Exercise goal
Please write out exactly the lines that begin at the line containing "Reviewer note: every instance of the black camera" and run to the end of the records.
### Input records
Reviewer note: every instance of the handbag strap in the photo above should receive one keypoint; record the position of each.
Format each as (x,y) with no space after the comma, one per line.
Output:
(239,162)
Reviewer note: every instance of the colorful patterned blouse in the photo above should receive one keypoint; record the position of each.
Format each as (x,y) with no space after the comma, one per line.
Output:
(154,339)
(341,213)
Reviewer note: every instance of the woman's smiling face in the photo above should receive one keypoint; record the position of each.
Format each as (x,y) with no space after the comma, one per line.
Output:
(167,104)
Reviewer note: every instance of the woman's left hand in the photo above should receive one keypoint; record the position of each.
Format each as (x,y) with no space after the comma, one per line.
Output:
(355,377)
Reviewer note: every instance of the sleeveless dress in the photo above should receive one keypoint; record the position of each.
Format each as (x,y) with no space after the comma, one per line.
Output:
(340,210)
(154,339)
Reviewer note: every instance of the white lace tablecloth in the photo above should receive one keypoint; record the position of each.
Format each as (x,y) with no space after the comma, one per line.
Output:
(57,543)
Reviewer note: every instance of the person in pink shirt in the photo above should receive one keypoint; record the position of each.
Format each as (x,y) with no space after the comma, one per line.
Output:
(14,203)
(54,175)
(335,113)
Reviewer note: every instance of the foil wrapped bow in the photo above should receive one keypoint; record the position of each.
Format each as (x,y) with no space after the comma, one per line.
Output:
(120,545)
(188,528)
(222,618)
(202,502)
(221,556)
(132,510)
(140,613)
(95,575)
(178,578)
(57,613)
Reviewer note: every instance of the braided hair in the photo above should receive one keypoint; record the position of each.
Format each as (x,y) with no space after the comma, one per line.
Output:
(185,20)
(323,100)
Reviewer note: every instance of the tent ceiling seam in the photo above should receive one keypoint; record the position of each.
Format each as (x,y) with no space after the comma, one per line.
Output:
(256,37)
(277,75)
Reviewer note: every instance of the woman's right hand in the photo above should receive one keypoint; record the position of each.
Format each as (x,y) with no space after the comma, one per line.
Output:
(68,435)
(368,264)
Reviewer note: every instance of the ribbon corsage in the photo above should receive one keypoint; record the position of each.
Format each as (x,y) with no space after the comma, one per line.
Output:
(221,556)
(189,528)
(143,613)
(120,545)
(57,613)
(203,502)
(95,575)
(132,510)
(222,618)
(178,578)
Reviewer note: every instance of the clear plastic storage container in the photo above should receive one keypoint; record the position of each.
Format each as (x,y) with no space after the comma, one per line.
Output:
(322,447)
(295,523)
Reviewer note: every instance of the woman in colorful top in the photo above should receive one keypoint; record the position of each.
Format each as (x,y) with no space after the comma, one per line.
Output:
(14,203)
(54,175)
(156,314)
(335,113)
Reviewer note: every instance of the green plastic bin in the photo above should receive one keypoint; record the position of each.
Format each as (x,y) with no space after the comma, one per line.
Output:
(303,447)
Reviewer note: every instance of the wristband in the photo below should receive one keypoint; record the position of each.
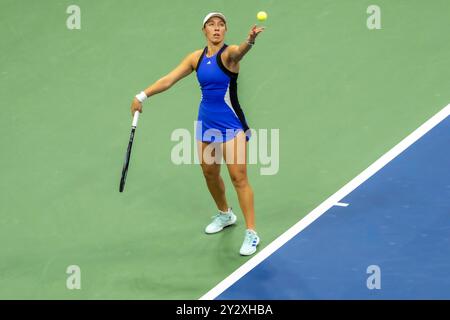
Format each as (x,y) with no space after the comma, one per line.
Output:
(141,96)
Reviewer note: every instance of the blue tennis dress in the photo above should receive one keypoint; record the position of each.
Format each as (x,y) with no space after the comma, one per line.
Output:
(220,116)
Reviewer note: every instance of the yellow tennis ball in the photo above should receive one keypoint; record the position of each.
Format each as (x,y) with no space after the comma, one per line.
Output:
(261,16)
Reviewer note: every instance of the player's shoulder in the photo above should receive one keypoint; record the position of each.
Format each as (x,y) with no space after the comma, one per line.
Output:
(231,48)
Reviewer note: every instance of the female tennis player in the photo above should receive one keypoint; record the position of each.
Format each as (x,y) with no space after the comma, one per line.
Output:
(222,129)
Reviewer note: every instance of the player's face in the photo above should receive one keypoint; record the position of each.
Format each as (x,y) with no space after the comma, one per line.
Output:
(215,29)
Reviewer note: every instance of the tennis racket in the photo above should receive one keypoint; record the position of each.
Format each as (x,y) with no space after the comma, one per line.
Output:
(128,154)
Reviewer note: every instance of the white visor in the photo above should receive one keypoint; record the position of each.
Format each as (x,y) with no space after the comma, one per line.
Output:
(214,14)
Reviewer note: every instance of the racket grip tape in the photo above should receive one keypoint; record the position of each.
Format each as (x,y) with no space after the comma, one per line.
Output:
(135,119)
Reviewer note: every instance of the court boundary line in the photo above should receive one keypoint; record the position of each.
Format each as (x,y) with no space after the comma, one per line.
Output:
(327,204)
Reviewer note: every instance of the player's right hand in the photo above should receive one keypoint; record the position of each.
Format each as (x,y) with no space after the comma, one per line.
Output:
(136,105)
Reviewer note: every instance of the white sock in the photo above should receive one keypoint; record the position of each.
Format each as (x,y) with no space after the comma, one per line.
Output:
(225,212)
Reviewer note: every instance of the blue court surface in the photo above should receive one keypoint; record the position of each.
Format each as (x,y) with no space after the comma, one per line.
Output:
(392,241)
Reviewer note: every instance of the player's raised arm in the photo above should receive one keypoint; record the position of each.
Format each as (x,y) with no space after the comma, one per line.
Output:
(238,52)
(182,70)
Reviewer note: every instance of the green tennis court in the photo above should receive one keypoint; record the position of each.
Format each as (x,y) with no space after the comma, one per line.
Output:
(340,94)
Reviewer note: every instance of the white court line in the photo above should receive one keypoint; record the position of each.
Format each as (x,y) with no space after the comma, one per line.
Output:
(341,204)
(327,204)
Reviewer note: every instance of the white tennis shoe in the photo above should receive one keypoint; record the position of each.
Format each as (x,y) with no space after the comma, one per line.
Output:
(250,243)
(220,221)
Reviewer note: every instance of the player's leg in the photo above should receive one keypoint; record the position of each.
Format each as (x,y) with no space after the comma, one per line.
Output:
(210,164)
(211,172)
(235,153)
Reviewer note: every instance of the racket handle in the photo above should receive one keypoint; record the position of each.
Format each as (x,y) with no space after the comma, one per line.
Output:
(135,119)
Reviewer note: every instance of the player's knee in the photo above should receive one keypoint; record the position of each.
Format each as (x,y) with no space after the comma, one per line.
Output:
(239,180)
(210,175)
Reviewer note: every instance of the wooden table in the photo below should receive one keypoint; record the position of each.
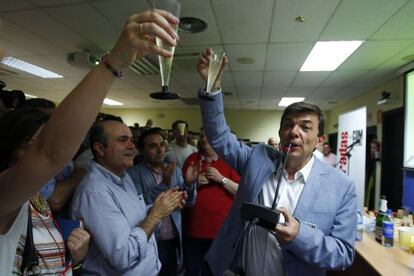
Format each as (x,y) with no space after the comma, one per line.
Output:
(374,259)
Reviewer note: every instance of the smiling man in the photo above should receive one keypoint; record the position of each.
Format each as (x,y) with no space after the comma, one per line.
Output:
(116,215)
(317,202)
(153,176)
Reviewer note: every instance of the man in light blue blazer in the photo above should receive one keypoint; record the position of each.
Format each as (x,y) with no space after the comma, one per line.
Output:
(151,177)
(316,202)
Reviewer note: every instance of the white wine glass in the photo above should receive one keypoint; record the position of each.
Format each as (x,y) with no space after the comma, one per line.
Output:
(173,7)
(214,65)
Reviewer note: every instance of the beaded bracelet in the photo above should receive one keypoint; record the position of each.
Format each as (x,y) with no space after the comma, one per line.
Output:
(77,267)
(115,72)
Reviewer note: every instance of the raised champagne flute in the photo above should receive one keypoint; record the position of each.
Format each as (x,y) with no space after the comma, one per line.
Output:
(174,8)
(214,65)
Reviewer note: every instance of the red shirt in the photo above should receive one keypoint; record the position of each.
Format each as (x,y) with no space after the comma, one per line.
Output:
(203,220)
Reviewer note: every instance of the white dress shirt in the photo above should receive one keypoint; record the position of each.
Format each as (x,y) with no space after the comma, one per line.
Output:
(289,191)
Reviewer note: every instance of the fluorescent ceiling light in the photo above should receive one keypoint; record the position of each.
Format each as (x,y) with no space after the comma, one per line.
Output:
(285,101)
(112,102)
(29,68)
(328,55)
(30,96)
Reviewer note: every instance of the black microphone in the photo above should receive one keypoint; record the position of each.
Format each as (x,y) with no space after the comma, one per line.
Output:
(354,143)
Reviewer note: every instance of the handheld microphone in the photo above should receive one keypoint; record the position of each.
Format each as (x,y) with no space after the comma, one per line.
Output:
(263,216)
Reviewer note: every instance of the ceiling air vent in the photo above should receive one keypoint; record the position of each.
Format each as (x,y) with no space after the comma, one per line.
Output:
(190,101)
(145,66)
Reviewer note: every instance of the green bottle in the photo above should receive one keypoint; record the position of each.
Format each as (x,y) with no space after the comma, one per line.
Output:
(380,219)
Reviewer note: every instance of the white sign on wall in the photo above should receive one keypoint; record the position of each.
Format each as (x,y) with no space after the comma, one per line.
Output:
(351,148)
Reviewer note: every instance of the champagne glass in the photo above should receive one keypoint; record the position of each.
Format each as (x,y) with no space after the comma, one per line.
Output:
(214,65)
(174,8)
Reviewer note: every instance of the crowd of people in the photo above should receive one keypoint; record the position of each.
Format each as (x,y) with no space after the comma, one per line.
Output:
(134,201)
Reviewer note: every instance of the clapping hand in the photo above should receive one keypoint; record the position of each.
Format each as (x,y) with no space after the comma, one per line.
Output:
(202,67)
(78,242)
(168,171)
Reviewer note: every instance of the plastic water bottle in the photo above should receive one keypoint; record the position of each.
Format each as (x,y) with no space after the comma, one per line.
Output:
(388,229)
(379,221)
(360,226)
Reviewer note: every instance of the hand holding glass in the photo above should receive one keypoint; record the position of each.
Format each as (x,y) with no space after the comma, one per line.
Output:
(174,8)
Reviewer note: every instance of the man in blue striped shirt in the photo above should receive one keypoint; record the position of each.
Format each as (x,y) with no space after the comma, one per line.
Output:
(114,212)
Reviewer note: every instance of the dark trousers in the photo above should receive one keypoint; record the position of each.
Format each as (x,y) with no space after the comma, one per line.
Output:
(194,251)
(167,252)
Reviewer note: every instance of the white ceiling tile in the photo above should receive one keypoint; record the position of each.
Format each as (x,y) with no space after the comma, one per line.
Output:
(119,10)
(371,54)
(398,60)
(45,27)
(200,9)
(373,78)
(250,22)
(298,92)
(357,20)
(274,91)
(342,78)
(87,22)
(188,79)
(44,34)
(142,81)
(400,26)
(248,79)
(346,94)
(12,49)
(249,92)
(287,56)
(254,51)
(24,38)
(307,79)
(322,93)
(278,78)
(286,29)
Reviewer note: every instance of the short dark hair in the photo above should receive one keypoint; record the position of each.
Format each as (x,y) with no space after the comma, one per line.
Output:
(301,107)
(179,122)
(39,103)
(148,132)
(15,127)
(97,132)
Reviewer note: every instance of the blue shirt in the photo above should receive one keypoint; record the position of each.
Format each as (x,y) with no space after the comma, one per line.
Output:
(111,210)
(49,188)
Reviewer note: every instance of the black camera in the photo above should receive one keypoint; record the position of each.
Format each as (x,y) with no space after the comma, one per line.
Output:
(11,99)
(263,216)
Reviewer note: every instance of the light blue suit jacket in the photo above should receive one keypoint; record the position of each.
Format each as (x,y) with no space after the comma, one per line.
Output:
(145,183)
(326,209)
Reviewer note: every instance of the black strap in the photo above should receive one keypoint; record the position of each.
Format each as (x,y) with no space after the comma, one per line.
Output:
(30,257)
######
Answer to the problem
Reviewer note: every instance of the black camera in the photo above should receive one keypoint; record the position of each.
Format each as (x,y) with no space after the comma, one per line.
Output:
(11,99)
(263,216)
Reviewer note: every instance of the light blue suit jacket in the photo above should receive one keypoint; record the position of each.
Format each as (x,y) with no space after the comma, one per line.
Output:
(145,183)
(326,209)
Reviewer note: every instance of the black strap in the photo above should receive one keypoint; record the position of each.
Format each as (x,y) with no space after the comma, one per line.
Output:
(30,257)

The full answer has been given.